━━━━━ Records for this exercise

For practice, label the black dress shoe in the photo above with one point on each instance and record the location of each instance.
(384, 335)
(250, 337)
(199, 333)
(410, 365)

━━━━━━━━━━

Action item –
All the records above must be transcribed without a single change to any word.

Result below –
For practice, label the black dress shoe in the photo above with one point on each instance and record the location of each instance.
(384, 335)
(250, 337)
(199, 333)
(410, 365)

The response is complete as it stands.